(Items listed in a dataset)

----------

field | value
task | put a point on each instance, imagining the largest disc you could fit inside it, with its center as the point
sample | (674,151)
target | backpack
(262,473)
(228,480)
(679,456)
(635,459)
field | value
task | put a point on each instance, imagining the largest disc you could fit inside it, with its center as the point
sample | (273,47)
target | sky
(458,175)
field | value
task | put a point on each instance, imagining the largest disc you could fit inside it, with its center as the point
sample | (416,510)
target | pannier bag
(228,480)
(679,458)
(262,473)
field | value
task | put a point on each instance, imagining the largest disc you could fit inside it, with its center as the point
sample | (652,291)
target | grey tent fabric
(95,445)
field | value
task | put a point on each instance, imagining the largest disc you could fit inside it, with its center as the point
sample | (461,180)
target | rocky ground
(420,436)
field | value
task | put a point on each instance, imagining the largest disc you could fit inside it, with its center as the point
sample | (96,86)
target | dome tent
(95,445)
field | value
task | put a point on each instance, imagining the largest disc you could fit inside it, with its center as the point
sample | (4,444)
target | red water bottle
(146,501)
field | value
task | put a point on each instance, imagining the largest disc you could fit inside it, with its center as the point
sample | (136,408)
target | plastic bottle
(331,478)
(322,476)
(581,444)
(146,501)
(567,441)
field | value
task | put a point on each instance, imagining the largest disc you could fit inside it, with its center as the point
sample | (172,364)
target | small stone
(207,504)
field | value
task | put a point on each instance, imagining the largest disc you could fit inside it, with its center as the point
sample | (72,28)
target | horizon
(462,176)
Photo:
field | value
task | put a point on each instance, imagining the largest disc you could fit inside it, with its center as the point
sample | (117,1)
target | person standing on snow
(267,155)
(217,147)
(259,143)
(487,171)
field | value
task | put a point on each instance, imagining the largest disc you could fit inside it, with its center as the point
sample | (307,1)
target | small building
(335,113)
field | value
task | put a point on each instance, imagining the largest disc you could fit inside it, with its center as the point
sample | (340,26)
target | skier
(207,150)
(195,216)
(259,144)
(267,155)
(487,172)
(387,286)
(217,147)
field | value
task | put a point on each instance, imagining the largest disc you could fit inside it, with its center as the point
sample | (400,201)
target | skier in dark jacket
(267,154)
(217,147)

----------

Nothing may be omitted or altered; reproduce all of the entries.

Response to the exercise:
field | value
task | put a point on each instance, imagining the largest disc you could fit inside it, with its center as the point
sample | (674,151)
target | backpack
(262,473)
(228,480)
(679,456)
(635,459)
field | value
task | put a point on each instance, imagining the largest disc you could fit inside it, with its center as the point
sample | (273,47)
target | sky
(458,175)
field | value
task | put a point on each instance, imagining the largest disc you could fit inside it, with its center as the point
sample | (416,510)
target | pannier bag
(228,480)
(679,458)
(262,473)
field | value
task | put a point on each instance, imagining the largest disc you could fit inside it, with its center as the point
sample | (652,291)
target | grey tent fabric
(95,445)
field | value
task | put a point on each instance, imagining the largest disc you could fit inside it, with its center as the point
sample | (461,180)
target | rocky ground
(420,436)
field | value
task | put a point on each instance, imagining the largest disc you could fit inside it, with its center as the point
sample | (96,86)
target | dome tent
(95,445)
field | value
task | put a point on each instance, imagining the largest disc you could fit inside it, with its center as the point
sample | (4,444)
target | red water bottle
(146,501)
field | value
task | put a point on each instance, imagining the largest disc you could fit inside it, with its center as the point
sample | (136,408)
target | plastic bottle
(331,478)
(322,476)
(581,444)
(146,501)
(567,441)
field | value
task | put a point on each instance, imagining the largest disc you could fit inside it, with its center as the point
sample | (172,364)
target | small stone
(207,504)
field | value
task | put a point on each instance, imagining the largest disc you could fit inside it, with its center as the point
sample | (72,28)
target | horizon
(462,176)
Photo:
field | value
task | put a point on each instance, imagining the largest disc you could fit inside it, with its center as the point
sample | (117,1)
target | person standing on snow
(267,155)
(217,147)
(259,143)
(487,171)
field | value
task | put a point on each instance, imagining the largest disc you could fit inside it, with its center as the point
sample | (307,1)
target | small building
(335,113)
field | value
task | put a point on each instance, imagining the largest disc you could fit inside it, with its center as the point
sample | (340,26)
target | skier
(207,150)
(195,216)
(259,144)
(267,155)
(487,172)
(387,286)
(217,147)
field | value
task | put a point on each instance, imagining the largest disc you could fit inside it, with its center as the point
sample | (400,201)
target | skier in dark jacket
(267,154)
(217,147)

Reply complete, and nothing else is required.